*Goal*.
Can you rewrite every line of the records below as a JSON array of strings, one string per line, leaving out any blank lines?

*Records for the task*.
──────

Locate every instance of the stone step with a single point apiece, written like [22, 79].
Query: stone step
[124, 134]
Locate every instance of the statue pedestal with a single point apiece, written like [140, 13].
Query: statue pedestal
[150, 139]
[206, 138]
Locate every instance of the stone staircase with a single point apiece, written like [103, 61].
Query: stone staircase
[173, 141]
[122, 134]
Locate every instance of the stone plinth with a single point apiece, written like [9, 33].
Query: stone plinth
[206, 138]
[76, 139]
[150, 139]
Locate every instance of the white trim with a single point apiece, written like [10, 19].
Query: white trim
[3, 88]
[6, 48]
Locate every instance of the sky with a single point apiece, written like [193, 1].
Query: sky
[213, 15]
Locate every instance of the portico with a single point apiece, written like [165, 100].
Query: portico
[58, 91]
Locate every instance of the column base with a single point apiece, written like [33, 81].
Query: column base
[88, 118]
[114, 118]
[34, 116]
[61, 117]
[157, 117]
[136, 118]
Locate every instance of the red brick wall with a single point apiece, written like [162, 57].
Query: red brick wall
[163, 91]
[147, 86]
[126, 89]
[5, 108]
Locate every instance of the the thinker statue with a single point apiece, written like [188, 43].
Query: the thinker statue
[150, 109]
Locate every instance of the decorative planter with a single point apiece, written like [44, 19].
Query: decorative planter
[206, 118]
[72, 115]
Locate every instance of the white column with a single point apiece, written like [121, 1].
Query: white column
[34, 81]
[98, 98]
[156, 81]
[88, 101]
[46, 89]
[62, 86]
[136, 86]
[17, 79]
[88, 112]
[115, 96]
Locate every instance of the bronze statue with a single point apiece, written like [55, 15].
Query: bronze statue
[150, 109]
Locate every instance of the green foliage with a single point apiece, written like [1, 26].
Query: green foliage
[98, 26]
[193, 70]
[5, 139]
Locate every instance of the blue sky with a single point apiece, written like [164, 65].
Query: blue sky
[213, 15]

──────

*Completed task*.
[
  "Locate every instance of the stone step with a single point apiece, written like [22, 79].",
  "Query: stone step",
  "[124, 134]",
  "Locate every instance of the statue pedestal with a single point apiece, written like [140, 13].",
  "Query: statue pedestal",
  "[150, 139]",
  "[206, 138]",
  "Locate every instance of the stone staircase with a single point apiece, written like [103, 61].",
  "Query: stone staircase",
  "[173, 141]",
  "[122, 134]",
  "Locate every instance of the stone plinth with a single point apiece, written like [9, 33].",
  "Query: stone plinth",
  "[206, 138]",
  "[76, 139]",
  "[150, 139]",
  "Locate every instance of the white trim with a single point apiece, written like [10, 19].",
  "Query: white trim",
  "[3, 88]",
  "[6, 48]",
  "Locate every instance of the sky with a single point apiece, written like [193, 1].",
  "Query: sky",
  "[213, 15]",
  "Locate every instance of the portico with a single point apiece, written like [165, 100].",
  "Query: portico",
  "[58, 91]",
  "Locate every instance of the column base with a single point apiece, written like [33, 81].",
  "Query: column base",
  "[88, 118]",
  "[114, 118]",
  "[34, 116]",
  "[61, 117]",
  "[157, 117]",
  "[136, 118]",
  "Locate every instance of the red brick wall with a single point apiece, written like [162, 57].",
  "Query: red brick wall",
  "[163, 91]",
  "[147, 86]",
  "[126, 89]",
  "[5, 108]",
  "Locate every instance of the the thinker statue with a single point apiece, written like [188, 43].",
  "Query: the thinker statue",
  "[150, 109]",
  "Locate every instance of the decorative planter with a single point apiece, written like [44, 19].",
  "Query: decorative planter",
  "[206, 118]",
  "[72, 115]",
  "Locate every instance of the white column with a single point apiece, written like [121, 1].",
  "Query: white column",
  "[34, 81]",
  "[98, 98]",
  "[156, 81]",
  "[88, 101]",
  "[46, 89]",
  "[62, 86]",
  "[136, 86]",
  "[17, 79]",
  "[88, 112]",
  "[115, 96]",
  "Locate every instance of the bronze statue with a single point apiece, written like [55, 15].",
  "Query: bronze statue",
  "[150, 109]",
  "Locate every instance of the green foliage with a single point apiece, written like [1, 26].",
  "Query: green foliage",
  "[98, 26]",
  "[193, 70]",
  "[5, 139]",
  "Locate every instance of the blue sky with a single point apiece, written like [164, 65].",
  "Query: blue sky",
  "[213, 15]"
]